EXTRACT PROVIDED
►

Degree: 3rd Year BSc Biology and Mathematics
iGEM Name: Tupperware Hero
What amino acid: Lysine, the isopeptide bond's special ingredient!
Degree: 4th Year BSc Mathematics
iGEM Name: Jmol Wizard
What amino acid are you: Histidine - a personality quiz told me
Degree: 5th Year MPhys Mathematics and Theoretical Physics
iGEM Name: Nvidia computer monkey
What amino acid are you: One that's trying it's best!
Wet Lab/Human Practices
Degree: 3rd Year BSc Biology with French
iGEM Name: HP Hero
What amino acid are you: Glycine
Degree: 3rd Year MBiochem
iGEM Name: The Supreme Protein Precipitator
What amino acid are you: I am se-methyl-D-selenocysteine. I am a selenocysteine because I am unique and exceptional. I am also a D amino acid since I am unusual and weird, and also often highly counterproductive.
Degree: 3rd Year BSc Molecular Biology
iGEM Name: DomAIn
What amino acid are you: Glycine, it has so many applications you wouldn’t expect because of its size and simplicity
Degree: 4th year BSc Chemistry
iGEM Name: G Grande
What amino acid are you: Glycine, as I’m the ultimate G
Degree: 2nd year MChem Chemistry with Medicinal Chemistry
iGEM Name: Bossy Beaker
What amino acid are you: Histidine, A dynamic personality and the key in tricky situations; a person to rely on.
I am currently studying a Masters of Science degree in Data-Intensive Analysis at the University of St. Andrews.
I have a BSc (Hons) in Biochemistry from St. Andrews, where I wrote a dissertation on the benefits of cooperative behaviour in microbial communities modelled with cellular automata.

◄

ABOUT THIS EXERCISE
List every iGEM name given in the team profiles.

Collected data
►

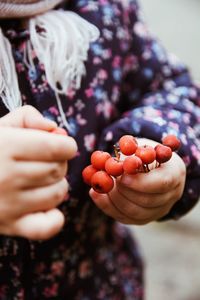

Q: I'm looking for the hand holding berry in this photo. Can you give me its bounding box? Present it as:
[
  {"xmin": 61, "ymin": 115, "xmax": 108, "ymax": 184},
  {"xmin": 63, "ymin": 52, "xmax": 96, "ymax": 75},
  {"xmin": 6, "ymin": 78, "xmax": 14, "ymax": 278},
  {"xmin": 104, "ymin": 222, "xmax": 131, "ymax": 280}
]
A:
[
  {"xmin": 87, "ymin": 139, "xmax": 186, "ymax": 225},
  {"xmin": 0, "ymin": 106, "xmax": 77, "ymax": 239}
]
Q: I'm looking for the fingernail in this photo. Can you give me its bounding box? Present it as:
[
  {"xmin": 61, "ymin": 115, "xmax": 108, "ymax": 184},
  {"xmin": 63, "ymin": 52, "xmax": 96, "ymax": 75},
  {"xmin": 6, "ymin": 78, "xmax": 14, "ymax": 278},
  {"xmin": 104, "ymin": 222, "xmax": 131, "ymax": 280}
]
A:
[
  {"xmin": 45, "ymin": 118, "xmax": 58, "ymax": 127},
  {"xmin": 121, "ymin": 175, "xmax": 133, "ymax": 186}
]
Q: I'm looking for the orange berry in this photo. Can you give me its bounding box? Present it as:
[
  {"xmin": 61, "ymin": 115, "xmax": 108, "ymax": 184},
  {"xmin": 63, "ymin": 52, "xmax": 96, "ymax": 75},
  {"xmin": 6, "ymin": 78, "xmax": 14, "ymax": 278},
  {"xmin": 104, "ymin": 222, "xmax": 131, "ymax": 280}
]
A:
[
  {"xmin": 119, "ymin": 135, "xmax": 137, "ymax": 155},
  {"xmin": 91, "ymin": 171, "xmax": 114, "ymax": 194},
  {"xmin": 105, "ymin": 157, "xmax": 123, "ymax": 177},
  {"xmin": 123, "ymin": 155, "xmax": 142, "ymax": 174},
  {"xmin": 91, "ymin": 150, "xmax": 111, "ymax": 170},
  {"xmin": 82, "ymin": 165, "xmax": 97, "ymax": 185},
  {"xmin": 155, "ymin": 145, "xmax": 172, "ymax": 164},
  {"xmin": 135, "ymin": 145, "xmax": 156, "ymax": 165},
  {"xmin": 162, "ymin": 134, "xmax": 181, "ymax": 151}
]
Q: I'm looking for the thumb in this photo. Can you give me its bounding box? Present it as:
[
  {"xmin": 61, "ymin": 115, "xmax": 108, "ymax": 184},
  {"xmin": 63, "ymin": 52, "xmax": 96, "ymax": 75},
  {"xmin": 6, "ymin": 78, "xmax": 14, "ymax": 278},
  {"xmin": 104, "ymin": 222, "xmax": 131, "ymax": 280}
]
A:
[{"xmin": 0, "ymin": 105, "xmax": 57, "ymax": 131}]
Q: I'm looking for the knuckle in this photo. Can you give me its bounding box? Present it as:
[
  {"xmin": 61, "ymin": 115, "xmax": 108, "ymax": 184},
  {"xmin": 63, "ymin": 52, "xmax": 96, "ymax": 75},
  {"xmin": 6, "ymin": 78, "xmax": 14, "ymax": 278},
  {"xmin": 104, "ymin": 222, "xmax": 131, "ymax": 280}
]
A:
[
  {"xmin": 161, "ymin": 175, "xmax": 173, "ymax": 192},
  {"xmin": 50, "ymin": 163, "xmax": 62, "ymax": 180},
  {"xmin": 22, "ymin": 104, "xmax": 38, "ymax": 113},
  {"xmin": 54, "ymin": 180, "xmax": 68, "ymax": 204}
]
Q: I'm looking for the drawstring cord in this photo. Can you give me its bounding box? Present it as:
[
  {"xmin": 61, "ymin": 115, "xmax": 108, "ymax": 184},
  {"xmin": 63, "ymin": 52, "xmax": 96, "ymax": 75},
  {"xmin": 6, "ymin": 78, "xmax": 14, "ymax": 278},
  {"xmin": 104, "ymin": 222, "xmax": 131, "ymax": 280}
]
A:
[{"xmin": 0, "ymin": 10, "xmax": 99, "ymax": 130}]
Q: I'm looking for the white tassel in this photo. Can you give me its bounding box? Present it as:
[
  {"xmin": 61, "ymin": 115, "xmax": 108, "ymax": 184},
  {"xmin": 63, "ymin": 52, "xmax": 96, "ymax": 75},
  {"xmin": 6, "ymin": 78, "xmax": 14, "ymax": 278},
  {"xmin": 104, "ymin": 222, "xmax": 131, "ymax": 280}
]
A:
[
  {"xmin": 25, "ymin": 10, "xmax": 99, "ymax": 132},
  {"xmin": 0, "ymin": 10, "xmax": 99, "ymax": 130},
  {"xmin": 0, "ymin": 29, "xmax": 22, "ymax": 111},
  {"xmin": 27, "ymin": 10, "xmax": 99, "ymax": 94}
]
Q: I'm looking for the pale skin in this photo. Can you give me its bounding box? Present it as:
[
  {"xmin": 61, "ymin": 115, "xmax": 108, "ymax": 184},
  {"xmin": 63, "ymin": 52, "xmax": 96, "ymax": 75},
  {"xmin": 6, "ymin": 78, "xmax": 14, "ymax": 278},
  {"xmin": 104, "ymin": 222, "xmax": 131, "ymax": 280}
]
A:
[
  {"xmin": 90, "ymin": 139, "xmax": 186, "ymax": 225},
  {"xmin": 0, "ymin": 106, "xmax": 186, "ymax": 240},
  {"xmin": 0, "ymin": 106, "xmax": 77, "ymax": 240}
]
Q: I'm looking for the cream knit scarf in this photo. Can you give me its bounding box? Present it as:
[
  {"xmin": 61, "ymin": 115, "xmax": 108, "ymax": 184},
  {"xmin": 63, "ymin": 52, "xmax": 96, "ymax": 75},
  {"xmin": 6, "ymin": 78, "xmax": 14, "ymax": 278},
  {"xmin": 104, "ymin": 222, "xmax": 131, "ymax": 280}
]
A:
[{"xmin": 0, "ymin": 0, "xmax": 99, "ymax": 129}]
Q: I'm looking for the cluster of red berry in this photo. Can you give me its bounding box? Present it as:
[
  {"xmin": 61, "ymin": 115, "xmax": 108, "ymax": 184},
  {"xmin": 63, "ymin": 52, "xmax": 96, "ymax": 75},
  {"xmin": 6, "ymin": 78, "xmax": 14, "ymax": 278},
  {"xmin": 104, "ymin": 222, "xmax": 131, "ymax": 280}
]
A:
[{"xmin": 82, "ymin": 135, "xmax": 181, "ymax": 193}]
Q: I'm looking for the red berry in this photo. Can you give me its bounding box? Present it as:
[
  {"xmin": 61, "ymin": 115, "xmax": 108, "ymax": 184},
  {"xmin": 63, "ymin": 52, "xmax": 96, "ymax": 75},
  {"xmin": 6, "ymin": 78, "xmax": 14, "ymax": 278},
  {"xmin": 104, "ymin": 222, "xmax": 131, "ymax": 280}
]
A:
[
  {"xmin": 82, "ymin": 165, "xmax": 97, "ymax": 185},
  {"xmin": 119, "ymin": 135, "xmax": 137, "ymax": 155},
  {"xmin": 51, "ymin": 127, "xmax": 68, "ymax": 135},
  {"xmin": 91, "ymin": 150, "xmax": 111, "ymax": 170},
  {"xmin": 135, "ymin": 145, "xmax": 156, "ymax": 165},
  {"xmin": 105, "ymin": 157, "xmax": 123, "ymax": 177},
  {"xmin": 91, "ymin": 171, "xmax": 114, "ymax": 194},
  {"xmin": 155, "ymin": 145, "xmax": 172, "ymax": 164},
  {"xmin": 123, "ymin": 156, "xmax": 142, "ymax": 174},
  {"xmin": 162, "ymin": 134, "xmax": 181, "ymax": 151}
]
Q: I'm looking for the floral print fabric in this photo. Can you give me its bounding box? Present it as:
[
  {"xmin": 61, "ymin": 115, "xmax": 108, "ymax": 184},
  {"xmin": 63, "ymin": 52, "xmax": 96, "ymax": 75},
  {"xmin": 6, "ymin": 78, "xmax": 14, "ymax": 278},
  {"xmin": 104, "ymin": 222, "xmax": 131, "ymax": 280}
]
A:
[{"xmin": 0, "ymin": 0, "xmax": 200, "ymax": 300}]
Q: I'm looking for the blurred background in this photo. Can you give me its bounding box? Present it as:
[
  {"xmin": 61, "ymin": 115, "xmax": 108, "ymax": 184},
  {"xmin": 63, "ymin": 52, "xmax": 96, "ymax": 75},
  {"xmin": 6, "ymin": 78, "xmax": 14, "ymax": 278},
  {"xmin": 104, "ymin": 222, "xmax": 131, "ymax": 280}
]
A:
[{"xmin": 131, "ymin": 0, "xmax": 200, "ymax": 300}]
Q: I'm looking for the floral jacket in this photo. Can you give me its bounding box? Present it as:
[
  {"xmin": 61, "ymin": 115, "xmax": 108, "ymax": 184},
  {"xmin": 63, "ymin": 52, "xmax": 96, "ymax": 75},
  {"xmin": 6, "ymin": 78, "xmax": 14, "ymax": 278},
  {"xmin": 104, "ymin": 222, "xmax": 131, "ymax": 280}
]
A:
[{"xmin": 0, "ymin": 0, "xmax": 200, "ymax": 300}]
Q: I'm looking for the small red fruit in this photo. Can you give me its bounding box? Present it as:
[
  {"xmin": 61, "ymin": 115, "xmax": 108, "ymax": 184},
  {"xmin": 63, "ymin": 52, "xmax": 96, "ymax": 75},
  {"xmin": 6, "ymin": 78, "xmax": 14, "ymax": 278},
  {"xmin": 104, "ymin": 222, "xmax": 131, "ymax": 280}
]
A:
[
  {"xmin": 105, "ymin": 157, "xmax": 123, "ymax": 177},
  {"xmin": 123, "ymin": 155, "xmax": 142, "ymax": 174},
  {"xmin": 91, "ymin": 171, "xmax": 114, "ymax": 194},
  {"xmin": 91, "ymin": 150, "xmax": 111, "ymax": 170},
  {"xmin": 155, "ymin": 145, "xmax": 172, "ymax": 164},
  {"xmin": 82, "ymin": 165, "xmax": 98, "ymax": 185},
  {"xmin": 119, "ymin": 135, "xmax": 137, "ymax": 155},
  {"xmin": 162, "ymin": 134, "xmax": 181, "ymax": 151},
  {"xmin": 135, "ymin": 145, "xmax": 156, "ymax": 165},
  {"xmin": 51, "ymin": 127, "xmax": 68, "ymax": 135}
]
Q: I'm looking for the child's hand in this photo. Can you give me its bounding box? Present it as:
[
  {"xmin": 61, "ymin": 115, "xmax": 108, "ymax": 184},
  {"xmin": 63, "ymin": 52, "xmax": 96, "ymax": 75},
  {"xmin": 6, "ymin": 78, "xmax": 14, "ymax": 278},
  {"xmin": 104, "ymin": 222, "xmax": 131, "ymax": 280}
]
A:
[
  {"xmin": 90, "ymin": 140, "xmax": 186, "ymax": 225},
  {"xmin": 0, "ymin": 107, "xmax": 77, "ymax": 239}
]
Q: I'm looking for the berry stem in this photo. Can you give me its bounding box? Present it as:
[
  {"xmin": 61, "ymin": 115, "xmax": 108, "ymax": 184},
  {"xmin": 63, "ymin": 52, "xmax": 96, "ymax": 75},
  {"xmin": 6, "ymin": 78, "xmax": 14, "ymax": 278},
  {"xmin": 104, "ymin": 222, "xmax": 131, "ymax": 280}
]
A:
[{"xmin": 113, "ymin": 145, "xmax": 120, "ymax": 160}]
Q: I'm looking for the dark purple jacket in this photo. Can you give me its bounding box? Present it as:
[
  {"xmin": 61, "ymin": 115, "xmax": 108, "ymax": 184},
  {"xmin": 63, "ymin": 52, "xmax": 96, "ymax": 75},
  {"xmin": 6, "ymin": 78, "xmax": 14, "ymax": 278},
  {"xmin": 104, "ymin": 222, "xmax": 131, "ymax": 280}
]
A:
[{"xmin": 0, "ymin": 0, "xmax": 200, "ymax": 300}]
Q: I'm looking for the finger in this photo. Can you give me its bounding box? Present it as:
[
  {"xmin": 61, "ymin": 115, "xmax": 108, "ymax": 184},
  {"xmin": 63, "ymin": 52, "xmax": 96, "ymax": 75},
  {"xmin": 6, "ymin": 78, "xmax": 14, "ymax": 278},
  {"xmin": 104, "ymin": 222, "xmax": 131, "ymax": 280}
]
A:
[
  {"xmin": 120, "ymin": 154, "xmax": 184, "ymax": 194},
  {"xmin": 117, "ymin": 184, "xmax": 179, "ymax": 209},
  {"xmin": 90, "ymin": 189, "xmax": 147, "ymax": 225},
  {"xmin": 8, "ymin": 209, "xmax": 65, "ymax": 240},
  {"xmin": 109, "ymin": 185, "xmax": 173, "ymax": 220},
  {"xmin": 0, "ymin": 105, "xmax": 57, "ymax": 131},
  {"xmin": 15, "ymin": 161, "xmax": 67, "ymax": 189},
  {"xmin": 15, "ymin": 178, "xmax": 68, "ymax": 215},
  {"xmin": 1, "ymin": 128, "xmax": 77, "ymax": 161}
]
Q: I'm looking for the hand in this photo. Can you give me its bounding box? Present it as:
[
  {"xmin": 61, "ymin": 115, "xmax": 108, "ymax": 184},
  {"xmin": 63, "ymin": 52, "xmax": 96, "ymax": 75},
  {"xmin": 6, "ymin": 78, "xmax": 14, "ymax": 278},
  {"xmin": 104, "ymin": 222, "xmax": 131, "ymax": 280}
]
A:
[
  {"xmin": 0, "ymin": 106, "xmax": 77, "ymax": 239},
  {"xmin": 90, "ymin": 139, "xmax": 186, "ymax": 225}
]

◄

EXERCISE RESPONSE
Tupperware Hero, Jmol Wizard, Nvidia computer monkey, HP Hero, The Supreme Protein Precipitator, DomAIn, G Grande, Bossy Beaker